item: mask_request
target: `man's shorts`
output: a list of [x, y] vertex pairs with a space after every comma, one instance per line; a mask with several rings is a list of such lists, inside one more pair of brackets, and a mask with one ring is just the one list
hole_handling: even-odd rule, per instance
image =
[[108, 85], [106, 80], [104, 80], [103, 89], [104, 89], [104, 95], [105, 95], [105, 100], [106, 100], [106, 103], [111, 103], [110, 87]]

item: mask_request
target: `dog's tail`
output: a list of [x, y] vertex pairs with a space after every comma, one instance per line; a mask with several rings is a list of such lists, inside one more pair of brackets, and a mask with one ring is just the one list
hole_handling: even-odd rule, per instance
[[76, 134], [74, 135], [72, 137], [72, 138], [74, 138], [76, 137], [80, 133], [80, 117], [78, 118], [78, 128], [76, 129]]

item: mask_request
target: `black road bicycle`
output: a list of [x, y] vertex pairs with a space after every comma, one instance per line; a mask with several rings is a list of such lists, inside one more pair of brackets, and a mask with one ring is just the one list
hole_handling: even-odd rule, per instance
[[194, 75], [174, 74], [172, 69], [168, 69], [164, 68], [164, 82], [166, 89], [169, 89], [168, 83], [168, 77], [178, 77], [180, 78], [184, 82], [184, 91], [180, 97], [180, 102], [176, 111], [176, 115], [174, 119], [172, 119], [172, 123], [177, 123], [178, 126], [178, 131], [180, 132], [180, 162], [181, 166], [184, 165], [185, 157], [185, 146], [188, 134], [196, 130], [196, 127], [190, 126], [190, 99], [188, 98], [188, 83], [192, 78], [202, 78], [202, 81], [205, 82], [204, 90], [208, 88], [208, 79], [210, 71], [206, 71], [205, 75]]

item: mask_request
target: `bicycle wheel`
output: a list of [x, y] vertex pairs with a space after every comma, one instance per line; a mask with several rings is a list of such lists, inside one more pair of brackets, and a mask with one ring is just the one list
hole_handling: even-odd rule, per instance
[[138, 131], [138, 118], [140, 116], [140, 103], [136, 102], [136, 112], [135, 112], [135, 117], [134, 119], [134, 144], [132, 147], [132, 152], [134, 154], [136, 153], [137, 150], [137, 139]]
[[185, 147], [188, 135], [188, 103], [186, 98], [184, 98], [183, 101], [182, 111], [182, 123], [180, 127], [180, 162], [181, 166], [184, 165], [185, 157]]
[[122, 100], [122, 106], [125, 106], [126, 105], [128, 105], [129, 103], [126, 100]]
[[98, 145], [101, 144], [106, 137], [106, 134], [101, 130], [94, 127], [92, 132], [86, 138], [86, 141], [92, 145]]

········

- Exercise prompt -
Recast all of the data above as a JSON list of strings, one string per line, with the blank lines dropped.

- Solution to the problem -
[
  "item: mask_request",
  "target: `man's shorts`",
  "output: a list of [x, y] vertex pairs with a space after every comma, one instance per line; a mask with several rings is a list of such lists, inside one more pair of brackets, and a mask with one ring is just the one list",
  "hole_handling: even-odd rule, per instance",
  "image =",
  "[[108, 85], [106, 80], [104, 80], [103, 89], [104, 89], [104, 95], [105, 95], [105, 100], [106, 100], [106, 103], [111, 103], [110, 87]]",
  "item: mask_request",
  "target: `dog's tail`",
  "output: a list of [x, y] vertex pairs with a space after every comma, one instance per line; a mask with several rings is a list of such lists, inside one more pair of brackets, and a mask with one ring is just the one list",
  "hole_handling: even-odd rule, per instance",
  "[[76, 134], [74, 135], [72, 137], [72, 138], [74, 138], [76, 137], [80, 133], [80, 117], [78, 118], [78, 128], [76, 129]]",
  "item: mask_request",
  "target: `black road bicycle`",
  "output: a list of [x, y] vertex pairs with a space after every comma, one instance per line; a mask with several rings is a list of such lists, inside one more pair of brackets, and a mask with one ring is just the one list",
  "hole_handling: even-odd rule, per instance",
  "[[194, 75], [174, 74], [172, 69], [168, 69], [164, 68], [164, 82], [166, 89], [169, 89], [168, 83], [168, 77], [178, 77], [180, 78], [184, 82], [184, 91], [180, 97], [180, 102], [176, 111], [176, 115], [174, 119], [172, 119], [172, 123], [177, 123], [178, 126], [178, 131], [180, 132], [180, 162], [181, 166], [184, 165], [185, 157], [185, 146], [188, 134], [196, 130], [196, 127], [190, 126], [190, 99], [188, 98], [188, 83], [192, 78], [202, 78], [202, 81], [205, 82], [204, 90], [208, 88], [208, 79], [210, 71], [206, 71], [205, 75]]",
  "item: mask_request",
  "target: `bicycle wheel`",
  "output: a list of [x, y] vertex pairs with a space after every comma, one instance per line; a mask with several rings is a list of such lists, inside one more pair of brackets, and a mask with one ring is just the one list",
  "hole_handling: even-odd rule, per instance",
  "[[138, 131], [138, 118], [140, 116], [140, 103], [136, 102], [136, 112], [135, 112], [135, 117], [134, 119], [134, 144], [132, 147], [132, 152], [134, 154], [136, 153], [137, 150], [137, 139]]",
  "[[185, 147], [188, 135], [188, 103], [186, 98], [184, 98], [183, 101], [182, 111], [182, 123], [180, 127], [180, 162], [181, 166], [184, 165], [185, 157]]",
  "[[122, 100], [122, 106], [125, 106], [126, 105], [128, 105], [129, 103], [126, 100]]",
  "[[98, 145], [101, 144], [106, 137], [106, 134], [101, 130], [94, 127], [92, 132], [86, 138], [86, 141], [92, 145]]"
]